-- PROMPT --
Repeat each record below exactly as given.

-- RECORDS SUPPLIED --
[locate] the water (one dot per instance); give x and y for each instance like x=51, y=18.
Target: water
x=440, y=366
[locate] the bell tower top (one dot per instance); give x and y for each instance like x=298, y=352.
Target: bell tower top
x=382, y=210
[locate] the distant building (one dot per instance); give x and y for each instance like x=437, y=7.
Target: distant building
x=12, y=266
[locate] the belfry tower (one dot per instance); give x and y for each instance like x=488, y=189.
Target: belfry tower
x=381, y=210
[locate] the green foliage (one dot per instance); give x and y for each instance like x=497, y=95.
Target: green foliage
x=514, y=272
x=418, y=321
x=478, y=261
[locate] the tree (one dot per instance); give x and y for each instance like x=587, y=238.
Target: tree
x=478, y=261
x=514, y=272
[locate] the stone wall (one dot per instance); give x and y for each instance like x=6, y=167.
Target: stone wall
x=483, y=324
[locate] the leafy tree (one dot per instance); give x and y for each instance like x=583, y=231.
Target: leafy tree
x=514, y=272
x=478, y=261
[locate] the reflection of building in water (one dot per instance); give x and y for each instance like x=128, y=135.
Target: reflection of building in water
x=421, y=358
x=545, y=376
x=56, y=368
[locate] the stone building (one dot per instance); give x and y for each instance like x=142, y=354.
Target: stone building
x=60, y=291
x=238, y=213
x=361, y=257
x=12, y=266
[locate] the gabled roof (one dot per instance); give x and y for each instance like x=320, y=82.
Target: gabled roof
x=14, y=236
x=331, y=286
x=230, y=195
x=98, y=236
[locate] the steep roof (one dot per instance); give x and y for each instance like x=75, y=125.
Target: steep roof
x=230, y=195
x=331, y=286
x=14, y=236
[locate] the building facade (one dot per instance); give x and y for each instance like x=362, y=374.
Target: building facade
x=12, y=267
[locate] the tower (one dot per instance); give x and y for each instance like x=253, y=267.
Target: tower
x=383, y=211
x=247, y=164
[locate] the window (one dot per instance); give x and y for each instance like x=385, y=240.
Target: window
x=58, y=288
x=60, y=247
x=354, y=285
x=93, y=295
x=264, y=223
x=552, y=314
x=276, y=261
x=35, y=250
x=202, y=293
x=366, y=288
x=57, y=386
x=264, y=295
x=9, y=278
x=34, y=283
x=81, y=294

-- RESPONSE FOR THIS EXERCISE --
[locate] the water (one dot per instance); give x and y for each instance like x=51, y=18.
Target: water
x=440, y=366
[locate] the bell tower top (one dot per instance); give x and y for each instance like x=298, y=352.
Target: bell tower top
x=382, y=210
[locate] the distant building (one dot per instance); give x and y for each instance like x=437, y=7.
Target: distant building
x=12, y=266
[locate] the belfry tower (one dot per instance); give x and y for each instance like x=488, y=189.
Target: belfry tower
x=381, y=210
[locate] the green foliage (one dot per instance); give x and y for each instance like x=497, y=95.
Target: green foliage
x=514, y=272
x=418, y=321
x=478, y=261
[locate] the tree (one dot per instance); give x and y for each instance like x=587, y=238.
Target: tree
x=478, y=261
x=514, y=272
[locate] the stone wall (one dot per instance); give x and y for each instance like x=6, y=167.
Target: stone wall
x=483, y=324
[locate] the leafy tree (one dot per instance); give x and y for each instance like x=583, y=231.
Target: leafy tree
x=514, y=272
x=478, y=261
[locate] the reflection of building in water (one dot per instance); give x and y for each instance like x=128, y=135.
Target: reflection of building in water
x=421, y=358
x=545, y=376
x=56, y=368
[locate] the stone building (one dot per instance); give x and y for each instance like x=142, y=354.
Target: stone building
x=60, y=291
x=238, y=213
x=361, y=257
x=12, y=266
[locate] the gabled roof (one dot per instance); give x and y for each instance like x=320, y=82.
Target: gabled roof
x=14, y=236
x=331, y=286
x=230, y=195
x=98, y=236
[locate] the steep roof (one dot per instance); give x and y for each instance like x=75, y=125.
Target: steep roof
x=230, y=195
x=331, y=286
x=14, y=236
[locate] the building facade (one dot per instance); give x and y for each instance like x=362, y=374.
Target: building facade
x=12, y=267
[locate] the tower (one dot per instance); give x and y for each instance like x=253, y=267.
Target: tower
x=383, y=211
x=247, y=164
[locate] the window (one dot per instance); give x and y for each instance like x=385, y=240.
Target: window
x=58, y=288
x=60, y=247
x=354, y=285
x=93, y=295
x=264, y=223
x=552, y=314
x=276, y=261
x=35, y=250
x=202, y=293
x=366, y=288
x=57, y=386
x=264, y=295
x=9, y=278
x=34, y=283
x=81, y=294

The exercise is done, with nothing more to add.